(Objetivo)
En el texto sobre el francotirador sevillano, ¿qué hace el francotirador si el envidiado triunfa en el acto público?
──────── Texto de lectura ────────
El realmente mortífero es el francotirador. Y, sin embargo, tiene mucha menos literatura. El francotirador sevillano es callado, discreto y extremadamente cobarde. Deja siempre que hablen otros, se escabulle de la polémica amparándose en su silencio, jamás se moja, vive de perfil. Pero su mediocridad le va acumulando lentamente un sedimento de envidia mala que se lo va comiendo por dentro. El francotirador sueña con ser como ése al que no alcanza. Y su obsesión se va haciendo tan gigante que ya no le cabe dentro, de manera que el envidiado se convierte en su objetivo perverso. A partir de ese momento se le acerca respetuosamente, lo vigila. Duerme siempre con un ojo abierto para controlar todos los movimientos de su presa. Y el día que ésta se expone a los demás en algún acto público, monta su rifle con silenciador y su lente telescópica y espera su momento escondido detrás de una mata. Si el envidiado no está a la altura, aprieta el gatillo. Si triunfa, desmonta su escopeta y se marcha sin hacer ruido. Incluso se acerca para felicitarle por su éxito. Ya habrá otra oportunidad.

A diferencia del navajero, que guarda siempre las formas para que parezca que la navaja ha entrado sola por el costado del contrario, el francotirador aspira a poder presumir de la pieza que se ha cobrado. Ambiciona decir en los bares: «A fulano me lo cargué yo». Pero lo dirá siempre con la pena de que a él no habrán querido cargárselo nunca. Porque no es nadie.
──────── Extracto de datos ────────
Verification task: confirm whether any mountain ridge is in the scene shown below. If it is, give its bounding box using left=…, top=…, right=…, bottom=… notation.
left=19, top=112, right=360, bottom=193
────────
(Respuesta correcta)
Desmonta su escopeta, se marcha sin hacer ruido e incluso se acerca a felicitarle por su éxito.